• **Data for this task**:
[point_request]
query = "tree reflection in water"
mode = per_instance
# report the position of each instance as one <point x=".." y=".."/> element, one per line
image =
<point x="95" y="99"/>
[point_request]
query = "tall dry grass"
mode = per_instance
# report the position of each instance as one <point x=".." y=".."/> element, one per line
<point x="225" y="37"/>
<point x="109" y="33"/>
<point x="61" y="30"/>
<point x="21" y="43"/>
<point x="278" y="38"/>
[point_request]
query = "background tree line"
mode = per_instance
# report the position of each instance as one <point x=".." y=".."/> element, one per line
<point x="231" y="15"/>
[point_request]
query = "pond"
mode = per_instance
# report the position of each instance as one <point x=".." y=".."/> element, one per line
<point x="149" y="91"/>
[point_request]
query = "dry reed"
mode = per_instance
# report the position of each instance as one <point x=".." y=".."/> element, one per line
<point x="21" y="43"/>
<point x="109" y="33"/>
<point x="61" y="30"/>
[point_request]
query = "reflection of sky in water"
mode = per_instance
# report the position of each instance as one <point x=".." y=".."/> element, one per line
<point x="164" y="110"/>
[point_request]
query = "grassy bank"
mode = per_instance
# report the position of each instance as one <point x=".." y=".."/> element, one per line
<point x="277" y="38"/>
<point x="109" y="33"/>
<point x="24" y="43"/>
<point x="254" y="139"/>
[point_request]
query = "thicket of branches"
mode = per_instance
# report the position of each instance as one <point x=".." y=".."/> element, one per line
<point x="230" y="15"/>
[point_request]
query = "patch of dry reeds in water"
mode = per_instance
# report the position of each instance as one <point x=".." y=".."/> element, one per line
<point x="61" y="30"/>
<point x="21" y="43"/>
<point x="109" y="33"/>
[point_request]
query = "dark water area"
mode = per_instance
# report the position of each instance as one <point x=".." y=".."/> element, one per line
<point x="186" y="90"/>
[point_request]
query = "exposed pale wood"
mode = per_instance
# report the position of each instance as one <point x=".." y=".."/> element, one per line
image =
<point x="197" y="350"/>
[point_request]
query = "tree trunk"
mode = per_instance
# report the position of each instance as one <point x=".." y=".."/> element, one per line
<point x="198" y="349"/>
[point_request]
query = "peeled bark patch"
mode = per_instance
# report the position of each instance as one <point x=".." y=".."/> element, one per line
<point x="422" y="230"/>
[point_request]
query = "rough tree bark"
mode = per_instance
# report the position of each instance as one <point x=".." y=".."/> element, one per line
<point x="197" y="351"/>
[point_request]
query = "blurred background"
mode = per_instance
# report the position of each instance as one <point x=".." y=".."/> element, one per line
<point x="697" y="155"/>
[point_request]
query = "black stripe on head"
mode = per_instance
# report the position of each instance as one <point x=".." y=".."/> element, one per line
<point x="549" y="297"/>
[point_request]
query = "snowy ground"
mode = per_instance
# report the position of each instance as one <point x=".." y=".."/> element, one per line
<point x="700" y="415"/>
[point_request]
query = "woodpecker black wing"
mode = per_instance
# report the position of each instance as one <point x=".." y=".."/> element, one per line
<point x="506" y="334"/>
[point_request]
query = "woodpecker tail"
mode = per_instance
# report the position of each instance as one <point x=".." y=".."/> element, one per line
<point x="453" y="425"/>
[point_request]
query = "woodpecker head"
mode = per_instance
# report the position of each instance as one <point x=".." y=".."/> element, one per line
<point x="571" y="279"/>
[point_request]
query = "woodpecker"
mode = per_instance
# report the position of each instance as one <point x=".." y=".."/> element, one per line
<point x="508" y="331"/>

• **Task details**: Pull out every line of the rows above that contains the string "background", copying each one in full.

• **Correct response**:
query = "background tree line"
query = "blurred background"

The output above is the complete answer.